* Exercise description *
Can you give all the records again without altering a single character?
□ □ □ □ □ □ □
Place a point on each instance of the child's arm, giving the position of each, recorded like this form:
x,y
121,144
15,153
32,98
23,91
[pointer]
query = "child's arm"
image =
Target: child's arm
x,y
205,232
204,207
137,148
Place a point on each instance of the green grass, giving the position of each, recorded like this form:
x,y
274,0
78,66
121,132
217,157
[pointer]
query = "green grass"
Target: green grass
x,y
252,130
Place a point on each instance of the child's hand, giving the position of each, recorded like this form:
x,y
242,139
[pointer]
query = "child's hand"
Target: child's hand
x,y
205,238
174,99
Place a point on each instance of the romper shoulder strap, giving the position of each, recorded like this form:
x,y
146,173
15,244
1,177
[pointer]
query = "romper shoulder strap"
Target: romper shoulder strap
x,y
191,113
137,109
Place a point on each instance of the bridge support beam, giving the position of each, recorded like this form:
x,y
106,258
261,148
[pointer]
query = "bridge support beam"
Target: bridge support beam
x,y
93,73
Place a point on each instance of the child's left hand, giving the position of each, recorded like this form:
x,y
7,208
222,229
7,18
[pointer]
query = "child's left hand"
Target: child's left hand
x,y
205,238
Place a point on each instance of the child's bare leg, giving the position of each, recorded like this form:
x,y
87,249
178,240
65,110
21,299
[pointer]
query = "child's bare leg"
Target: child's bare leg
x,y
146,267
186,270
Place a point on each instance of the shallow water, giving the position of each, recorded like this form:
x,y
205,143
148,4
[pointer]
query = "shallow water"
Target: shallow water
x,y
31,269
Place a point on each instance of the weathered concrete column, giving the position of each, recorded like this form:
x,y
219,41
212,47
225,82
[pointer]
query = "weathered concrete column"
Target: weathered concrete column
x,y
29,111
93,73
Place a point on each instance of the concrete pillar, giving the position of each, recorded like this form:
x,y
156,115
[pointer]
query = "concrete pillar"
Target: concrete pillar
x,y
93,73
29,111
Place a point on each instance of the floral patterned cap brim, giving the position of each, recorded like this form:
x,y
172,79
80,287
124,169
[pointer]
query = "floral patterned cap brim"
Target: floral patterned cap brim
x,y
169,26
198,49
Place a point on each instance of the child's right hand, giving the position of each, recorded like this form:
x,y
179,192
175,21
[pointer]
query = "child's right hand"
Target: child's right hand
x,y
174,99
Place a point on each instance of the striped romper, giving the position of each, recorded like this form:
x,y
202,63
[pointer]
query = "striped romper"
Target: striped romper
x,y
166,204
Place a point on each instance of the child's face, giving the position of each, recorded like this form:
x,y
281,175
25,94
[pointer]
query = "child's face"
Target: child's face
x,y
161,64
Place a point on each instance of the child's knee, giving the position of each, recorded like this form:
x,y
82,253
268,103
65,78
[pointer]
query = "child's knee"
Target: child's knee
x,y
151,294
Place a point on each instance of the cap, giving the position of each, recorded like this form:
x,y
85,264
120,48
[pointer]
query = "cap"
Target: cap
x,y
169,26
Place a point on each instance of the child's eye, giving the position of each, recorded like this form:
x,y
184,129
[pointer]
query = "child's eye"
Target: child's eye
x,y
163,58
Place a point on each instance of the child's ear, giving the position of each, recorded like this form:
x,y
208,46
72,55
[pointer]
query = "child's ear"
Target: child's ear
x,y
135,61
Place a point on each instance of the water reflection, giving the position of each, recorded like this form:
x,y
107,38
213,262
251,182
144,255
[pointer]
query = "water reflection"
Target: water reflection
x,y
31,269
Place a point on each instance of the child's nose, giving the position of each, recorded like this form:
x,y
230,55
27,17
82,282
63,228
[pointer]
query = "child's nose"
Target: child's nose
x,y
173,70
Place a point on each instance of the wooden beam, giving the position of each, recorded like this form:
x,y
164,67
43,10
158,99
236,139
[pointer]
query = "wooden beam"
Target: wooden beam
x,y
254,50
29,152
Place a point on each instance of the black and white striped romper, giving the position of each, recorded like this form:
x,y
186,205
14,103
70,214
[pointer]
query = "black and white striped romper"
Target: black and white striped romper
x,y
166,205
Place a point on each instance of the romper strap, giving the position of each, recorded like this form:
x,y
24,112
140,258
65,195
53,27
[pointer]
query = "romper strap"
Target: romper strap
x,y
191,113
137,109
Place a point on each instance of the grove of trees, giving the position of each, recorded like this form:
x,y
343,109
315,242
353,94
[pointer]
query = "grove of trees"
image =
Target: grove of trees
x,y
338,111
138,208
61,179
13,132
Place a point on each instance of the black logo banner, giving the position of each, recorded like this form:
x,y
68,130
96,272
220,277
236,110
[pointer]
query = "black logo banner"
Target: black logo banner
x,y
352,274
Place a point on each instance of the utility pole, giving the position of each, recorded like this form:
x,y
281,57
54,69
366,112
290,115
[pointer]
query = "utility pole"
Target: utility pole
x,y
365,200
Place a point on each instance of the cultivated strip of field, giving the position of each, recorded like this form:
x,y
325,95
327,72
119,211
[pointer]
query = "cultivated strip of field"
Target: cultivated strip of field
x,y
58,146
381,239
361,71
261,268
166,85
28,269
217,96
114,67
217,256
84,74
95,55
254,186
□ □ □ □ □ □ □
* Output for this task *
Place a point on each instance of the child's arm, giving the position of each, recorded like this form:
x,y
121,144
15,153
32,98
23,91
[pointer]
query = "child's arm"
image =
Target: child's arm
x,y
205,232
204,207
137,148
Place a point on each instance of the green grass, giving the position of each, recorded like this form:
x,y
274,0
78,66
121,132
217,157
[pointer]
query = "green grass"
Target: green grass
x,y
252,130
Place a point on each instance of the child's hand, giving the position of each, recorded like this form:
x,y
242,139
[pointer]
query = "child's hand"
Target: child's hand
x,y
205,238
174,99
Place a point on each instance of the romper shoulder strap, giving the position of each, recorded like this form:
x,y
146,173
15,244
1,177
[pointer]
query = "romper shoulder strap"
Target: romper shoulder strap
x,y
191,113
137,109
Place a point on each instance of the bridge support beam, giving the position of each, recorded like this form:
x,y
106,258
261,148
[pointer]
query = "bridge support beam"
Target: bridge support beam
x,y
93,73
Place a point on each instance of the child's left hand, giving the position of each, recorded like this form:
x,y
7,208
222,229
7,18
[pointer]
query = "child's left hand"
Target: child's left hand
x,y
205,238
Place a point on each instance of the child's bare leg, giving the position of each, recorded like this form:
x,y
87,249
178,240
65,110
21,299
[pointer]
query = "child's bare leg"
Target: child's bare leg
x,y
146,267
186,270
Place a point on each instance of the shallow water, giving the position of each, recorded like this form:
x,y
205,143
148,4
[pointer]
query = "shallow water"
Target: shallow water
x,y
31,269
Place a point on each instance of the weathered concrete column, giving the position of each, recorded like this form:
x,y
219,41
212,47
225,82
[pointer]
query = "weathered concrete column"
Target: weathered concrete column
x,y
29,111
93,73
Place a point on each instance of the concrete pillar, giving the position of each, recorded like this form:
x,y
156,115
[pointer]
query = "concrete pillar"
Target: concrete pillar
x,y
93,73
29,111
Place a point on each instance of the floral patterned cap brim, giving the position of each, recorded like this form:
x,y
172,79
80,287
124,169
[pointer]
query = "floral patterned cap brim"
Target: floral patterned cap brim
x,y
169,26
198,49
Place a point on each instance of the child's right hand, giving the position of each, recorded like this form:
x,y
179,192
175,21
[pointer]
query = "child's right hand"
Target: child's right hand
x,y
174,99
Place a point on each instance of the striped romper, giving the position of each, recorded like this form:
x,y
202,63
[pointer]
query = "striped romper"
Target: striped romper
x,y
166,204
Place a point on each instance of the child's face, giving the position of each, recorded like this form:
x,y
281,175
25,94
[pointer]
query = "child's face"
Target: child's face
x,y
161,64
Place a point on each instance of the child's knee, giving the position of each, recorded like this form:
x,y
82,253
268,103
65,78
[pointer]
query = "child's knee"
Target: child's knee
x,y
151,294
Place a point on each instance of the cap, giving the position of each, recorded like this form:
x,y
85,264
120,48
[pointer]
query = "cap"
Target: cap
x,y
169,26
Place a point on each instance of the child's eye, giving the position of each, recorded like this form:
x,y
184,129
[pointer]
query = "child's eye"
Target: child's eye
x,y
163,58
Place a point on each instance of the child's ear, giving the position of each, recorded like this form:
x,y
208,46
72,55
[pointer]
query = "child's ear"
Target: child's ear
x,y
135,61
Place a point on each instance of the water reflection, giving the position of each, recorded like this form:
x,y
107,38
213,262
251,182
144,255
[pointer]
query = "water reflection"
Target: water reflection
x,y
31,269
Place a point on each instance of the child's nose, giving the position of each, recorded like this form:
x,y
230,55
27,17
82,282
63,228
[pointer]
query = "child's nose"
Target: child's nose
x,y
173,70
Place a point on each instance of the wooden beam, giving the position of each, recorded like this form:
x,y
164,67
43,10
158,99
236,139
[pointer]
query = "wooden beam"
Target: wooden beam
x,y
254,50
29,152
Place a point on each instance of the black and white striped romper, giving the position of each, recorded like this form:
x,y
186,205
14,103
70,214
[pointer]
query = "black and white striped romper"
Target: black and white striped romper
x,y
166,205
Place a point on each instance of the romper strap, giving the position of each, recorded like this form:
x,y
24,112
140,258
65,195
53,27
[pointer]
query = "romper strap"
Target: romper strap
x,y
191,113
137,109
Place a point on each instance of the grove of trees, giving the position of each, recorded like this form:
x,y
343,109
315,242
353,94
[pointer]
query = "grove of trees"
image =
Target: grove of trees
x,y
338,111
138,208
61,179
13,132
Place a point on each instance of the black logo banner, giving the position of each, recorded like this form:
x,y
68,130
96,272
220,277
236,110
[pointer]
query = "black logo banner"
Target: black logo banner
x,y
352,274
Place a point on each instance of the utility pole, giving the position of each, recorded like this form:
x,y
281,57
54,69
366,112
290,115
[pointer]
query = "utility pole"
Target: utility pole
x,y
365,200
Place a point on each instance of the cultivated strip of field, giving the position of each, recorded like this form:
x,y
325,95
327,72
119,211
[pointer]
query = "cultivated strip of field"
Target: cultivated strip of field
x,y
58,146
381,239
361,71
261,268
166,85
28,269
217,96
114,67
217,256
84,74
95,55
254,186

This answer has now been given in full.